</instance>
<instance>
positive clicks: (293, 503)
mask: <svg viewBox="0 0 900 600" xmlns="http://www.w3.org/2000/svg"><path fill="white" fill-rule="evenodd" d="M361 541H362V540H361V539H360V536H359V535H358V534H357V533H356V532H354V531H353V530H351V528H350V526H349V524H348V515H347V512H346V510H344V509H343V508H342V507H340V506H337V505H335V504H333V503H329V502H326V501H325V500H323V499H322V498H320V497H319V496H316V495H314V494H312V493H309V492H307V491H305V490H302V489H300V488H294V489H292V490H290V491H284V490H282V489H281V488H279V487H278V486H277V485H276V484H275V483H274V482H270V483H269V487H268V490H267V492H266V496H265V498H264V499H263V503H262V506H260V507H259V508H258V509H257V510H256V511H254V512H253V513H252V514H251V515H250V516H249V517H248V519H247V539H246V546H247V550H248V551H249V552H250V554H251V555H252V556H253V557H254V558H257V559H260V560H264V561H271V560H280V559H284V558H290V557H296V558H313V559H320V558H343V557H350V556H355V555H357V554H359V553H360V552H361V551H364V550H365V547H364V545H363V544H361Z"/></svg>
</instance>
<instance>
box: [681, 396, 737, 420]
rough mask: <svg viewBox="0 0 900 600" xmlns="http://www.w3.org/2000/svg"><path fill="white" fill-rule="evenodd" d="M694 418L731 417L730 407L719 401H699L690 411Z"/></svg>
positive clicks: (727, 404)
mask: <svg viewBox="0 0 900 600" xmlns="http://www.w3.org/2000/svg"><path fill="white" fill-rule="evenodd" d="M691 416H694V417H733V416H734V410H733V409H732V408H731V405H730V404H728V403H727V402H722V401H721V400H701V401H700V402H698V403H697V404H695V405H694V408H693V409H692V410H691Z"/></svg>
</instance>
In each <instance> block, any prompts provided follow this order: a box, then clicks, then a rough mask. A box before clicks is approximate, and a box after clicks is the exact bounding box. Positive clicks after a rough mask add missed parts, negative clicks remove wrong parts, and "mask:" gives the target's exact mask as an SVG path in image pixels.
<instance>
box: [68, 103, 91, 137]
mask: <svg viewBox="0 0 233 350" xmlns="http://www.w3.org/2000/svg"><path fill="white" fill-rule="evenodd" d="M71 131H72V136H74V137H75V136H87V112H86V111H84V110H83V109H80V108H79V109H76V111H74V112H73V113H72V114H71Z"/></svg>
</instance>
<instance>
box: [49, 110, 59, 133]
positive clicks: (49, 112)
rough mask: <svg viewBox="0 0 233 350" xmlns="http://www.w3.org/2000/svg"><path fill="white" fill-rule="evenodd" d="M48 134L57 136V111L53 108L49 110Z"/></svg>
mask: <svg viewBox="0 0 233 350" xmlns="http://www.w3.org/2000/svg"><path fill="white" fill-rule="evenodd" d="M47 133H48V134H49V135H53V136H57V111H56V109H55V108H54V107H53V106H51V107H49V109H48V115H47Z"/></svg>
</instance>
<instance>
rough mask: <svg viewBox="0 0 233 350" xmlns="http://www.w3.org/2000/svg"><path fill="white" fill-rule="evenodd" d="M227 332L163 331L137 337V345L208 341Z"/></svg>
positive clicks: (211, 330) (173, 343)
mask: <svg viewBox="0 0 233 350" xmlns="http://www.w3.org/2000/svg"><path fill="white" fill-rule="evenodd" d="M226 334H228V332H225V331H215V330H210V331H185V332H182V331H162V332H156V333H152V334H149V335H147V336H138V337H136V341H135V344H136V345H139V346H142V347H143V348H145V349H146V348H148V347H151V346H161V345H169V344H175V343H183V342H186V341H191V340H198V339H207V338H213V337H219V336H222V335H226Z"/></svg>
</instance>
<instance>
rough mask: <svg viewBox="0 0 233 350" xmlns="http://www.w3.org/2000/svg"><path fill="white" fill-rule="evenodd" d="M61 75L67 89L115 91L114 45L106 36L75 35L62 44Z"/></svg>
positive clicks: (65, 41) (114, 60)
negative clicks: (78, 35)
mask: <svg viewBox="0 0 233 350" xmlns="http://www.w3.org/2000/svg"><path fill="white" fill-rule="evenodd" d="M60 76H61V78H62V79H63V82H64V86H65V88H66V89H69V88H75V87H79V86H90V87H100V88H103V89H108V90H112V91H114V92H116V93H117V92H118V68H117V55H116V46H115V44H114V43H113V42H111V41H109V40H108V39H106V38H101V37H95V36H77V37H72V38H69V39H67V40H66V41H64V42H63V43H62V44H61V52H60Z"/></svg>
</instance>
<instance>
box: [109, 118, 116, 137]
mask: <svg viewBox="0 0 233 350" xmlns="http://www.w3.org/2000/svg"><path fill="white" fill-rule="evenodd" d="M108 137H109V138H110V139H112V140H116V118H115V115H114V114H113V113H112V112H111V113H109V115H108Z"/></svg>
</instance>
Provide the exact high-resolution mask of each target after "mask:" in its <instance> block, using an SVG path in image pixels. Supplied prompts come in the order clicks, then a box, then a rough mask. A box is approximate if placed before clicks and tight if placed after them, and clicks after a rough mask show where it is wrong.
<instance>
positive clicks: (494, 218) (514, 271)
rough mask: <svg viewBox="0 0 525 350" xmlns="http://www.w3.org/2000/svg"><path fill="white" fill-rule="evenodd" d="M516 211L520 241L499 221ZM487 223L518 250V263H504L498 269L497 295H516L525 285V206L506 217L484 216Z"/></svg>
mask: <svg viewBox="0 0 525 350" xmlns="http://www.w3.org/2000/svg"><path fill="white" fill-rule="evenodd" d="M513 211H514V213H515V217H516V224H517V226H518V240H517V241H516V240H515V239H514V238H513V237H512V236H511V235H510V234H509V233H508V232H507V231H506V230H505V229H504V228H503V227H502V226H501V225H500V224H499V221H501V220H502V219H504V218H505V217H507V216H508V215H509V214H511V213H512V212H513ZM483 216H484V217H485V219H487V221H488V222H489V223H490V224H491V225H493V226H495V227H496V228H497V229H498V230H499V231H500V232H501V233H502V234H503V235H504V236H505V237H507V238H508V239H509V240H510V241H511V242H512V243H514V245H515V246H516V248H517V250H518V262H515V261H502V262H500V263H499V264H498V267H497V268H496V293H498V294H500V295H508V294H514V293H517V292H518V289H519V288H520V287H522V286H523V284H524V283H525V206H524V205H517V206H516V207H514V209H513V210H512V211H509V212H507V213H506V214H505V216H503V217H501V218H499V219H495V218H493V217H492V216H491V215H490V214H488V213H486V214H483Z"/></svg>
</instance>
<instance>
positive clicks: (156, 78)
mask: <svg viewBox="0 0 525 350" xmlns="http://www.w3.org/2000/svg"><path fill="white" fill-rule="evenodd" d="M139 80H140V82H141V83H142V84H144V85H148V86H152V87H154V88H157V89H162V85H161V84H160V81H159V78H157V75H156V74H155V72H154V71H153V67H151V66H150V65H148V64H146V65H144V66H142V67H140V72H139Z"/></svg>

■ ■ ■

Directions:
Your task is to repeat the data exactly, with nothing left out.

Response:
</instance>
<instance>
positive clicks: (293, 503)
mask: <svg viewBox="0 0 900 600" xmlns="http://www.w3.org/2000/svg"><path fill="white" fill-rule="evenodd" d="M361 541H362V540H361V539H360V536H359V535H358V534H357V533H356V532H354V531H353V530H351V528H350V526H349V524H348V515H347V512H346V510H344V509H343V508H342V507H340V506H337V505H335V504H333V503H329V502H326V501H325V500H323V499H322V498H320V497H319V496H316V495H314V494H312V493H309V492H307V491H305V490H302V489H300V488H294V489H292V490H290V491H284V490H282V489H281V488H279V487H278V486H277V485H276V484H275V483H274V482H270V483H269V487H268V490H267V492H266V496H265V498H264V499H263V503H262V506H260V507H259V508H258V509H257V510H256V511H254V512H253V513H252V514H251V515H250V516H249V517H248V519H247V539H246V546H247V550H248V551H249V552H250V554H251V555H252V556H253V557H254V558H257V559H260V560H264V561H271V560H280V559H284V558H290V557H296V558H313V559H320V558H343V557H350V556H355V555H357V554H359V553H360V552H361V551H364V550H365V547H364V545H363V544H361Z"/></svg>
</instance>
<instance>
box: [681, 396, 737, 420]
rough mask: <svg viewBox="0 0 900 600" xmlns="http://www.w3.org/2000/svg"><path fill="white" fill-rule="evenodd" d="M694 418L731 417L730 407L719 401H699L690 411Z"/></svg>
positive clicks: (727, 404)
mask: <svg viewBox="0 0 900 600" xmlns="http://www.w3.org/2000/svg"><path fill="white" fill-rule="evenodd" d="M691 416H694V417H733V416H734V410H733V409H732V408H731V405H730V404H728V403H727V402H722V401H721V400H701V401H700V402H698V403H697V404H695V405H694V408H693V409H692V410H691Z"/></svg>
</instance>
In each <instance> block, any prompts provided follow this order: a box, then clicks, then a rough mask. A box before clicks is approximate, and a box after clicks is the exact bounding box. Positive clicks after a rough mask add missed parts, negative clicks remove wrong parts, and "mask:" gives the target's exact mask as an SVG path in image pixels.
<instance>
box: [68, 103, 91, 137]
mask: <svg viewBox="0 0 233 350" xmlns="http://www.w3.org/2000/svg"><path fill="white" fill-rule="evenodd" d="M71 131H72V136H74V137H75V136H87V112H86V111H84V110H83V109H80V108H79V109H76V111H74V112H73V113H72V114H71Z"/></svg>
</instance>
<instance>
box: [49, 110, 59, 133]
positive clicks: (49, 112)
rough mask: <svg viewBox="0 0 233 350" xmlns="http://www.w3.org/2000/svg"><path fill="white" fill-rule="evenodd" d="M48 134L57 136V111L53 108L49 110Z"/></svg>
mask: <svg viewBox="0 0 233 350" xmlns="http://www.w3.org/2000/svg"><path fill="white" fill-rule="evenodd" d="M47 133H48V134H49V135H53V136H57V111H56V109H55V108H54V107H53V106H51V107H49V109H48V115H47Z"/></svg>
</instance>
<instance>
rough mask: <svg viewBox="0 0 233 350" xmlns="http://www.w3.org/2000/svg"><path fill="white" fill-rule="evenodd" d="M227 332L163 331L137 337V345L208 341Z"/></svg>
positive clicks: (211, 330) (173, 343)
mask: <svg viewBox="0 0 233 350" xmlns="http://www.w3.org/2000/svg"><path fill="white" fill-rule="evenodd" d="M226 334H228V332H225V331H215V330H210V331H185V332H182V331H162V332H156V333H152V334H149V335H147V336H138V337H136V341H135V344H136V345H139V346H142V347H143V348H145V349H146V348H148V347H151V346H161V345H169V344H175V343H183V342H186V341H191V340H198V339H207V338H213V337H219V336H222V335H226Z"/></svg>
</instance>
<instance>
rough mask: <svg viewBox="0 0 233 350" xmlns="http://www.w3.org/2000/svg"><path fill="white" fill-rule="evenodd" d="M61 75L67 89L115 91L114 45L106 36L75 35L62 44Z"/></svg>
positive clicks: (65, 41) (114, 60)
negative clicks: (78, 35)
mask: <svg viewBox="0 0 233 350" xmlns="http://www.w3.org/2000/svg"><path fill="white" fill-rule="evenodd" d="M60 76H61V78H62V79H63V82H64V86H65V88H66V89H69V88H75V87H79V86H90V87H100V88H103V89H108V90H112V91H114V92H116V93H117V92H118V68H117V55H116V46H115V44H114V43H113V42H111V41H109V40H108V39H106V38H101V37H95V36H77V37H72V38H69V39H67V40H66V41H64V42H63V43H62V44H61V52H60Z"/></svg>
</instance>
<instance>
box: [109, 118, 116, 137]
mask: <svg viewBox="0 0 233 350" xmlns="http://www.w3.org/2000/svg"><path fill="white" fill-rule="evenodd" d="M108 137H109V138H110V139H112V140H116V118H115V115H114V114H113V113H112V112H111V113H109V115H108Z"/></svg>
</instance>
Provide the exact high-resolution mask of each target after "mask:" in its <instance> block, using an SVG path in image pixels. Supplied prompts come in the order clicks, then a box, then a rough mask. A box is approximate if placed before clicks and tight if placed after them, and clicks after a rough mask show where it is wrong.
<instance>
positive clicks: (494, 218) (514, 271)
rough mask: <svg viewBox="0 0 525 350" xmlns="http://www.w3.org/2000/svg"><path fill="white" fill-rule="evenodd" d="M516 211L520 241L499 221ZM487 223L518 250V263H504L498 269L497 295H516L525 285V206L506 217L484 216Z"/></svg>
mask: <svg viewBox="0 0 525 350" xmlns="http://www.w3.org/2000/svg"><path fill="white" fill-rule="evenodd" d="M513 211H514V213H515V217H516V224H517V226H518V240H517V241H516V240H515V239H514V238H513V237H512V236H511V235H510V234H509V233H508V232H507V231H506V230H505V229H504V228H503V227H502V226H501V225H500V224H499V221H501V220H502V219H504V218H505V217H507V216H508V215H509V214H511V213H512V212H513ZM483 216H484V217H485V219H487V221H488V222H489V223H490V224H491V225H493V226H495V227H496V228H497V229H498V230H499V231H500V232H501V233H502V234H503V235H504V236H505V237H507V238H508V239H509V240H510V241H511V242H512V243H514V245H515V246H516V248H517V250H518V262H515V261H502V262H500V263H499V264H498V267H497V268H496V293H498V294H500V295H508V294H514V293H517V292H518V289H519V288H520V287H522V286H523V284H524V283H525V206H524V205H517V206H516V207H514V209H513V210H512V211H509V212H507V213H506V214H505V216H503V217H501V218H499V219H495V218H493V217H492V216H491V215H490V214H488V213H486V214H483Z"/></svg>
</instance>
<instance>
positive clicks: (156, 78)
mask: <svg viewBox="0 0 525 350" xmlns="http://www.w3.org/2000/svg"><path fill="white" fill-rule="evenodd" d="M139 80H140V82H141V83H142V84H144V85H148V86H152V87H154V88H157V89H162V85H161V84H160V81H159V78H157V75H156V74H155V72H154V71H153V67H151V66H150V65H148V64H146V65H144V66H142V67H140V72H139Z"/></svg>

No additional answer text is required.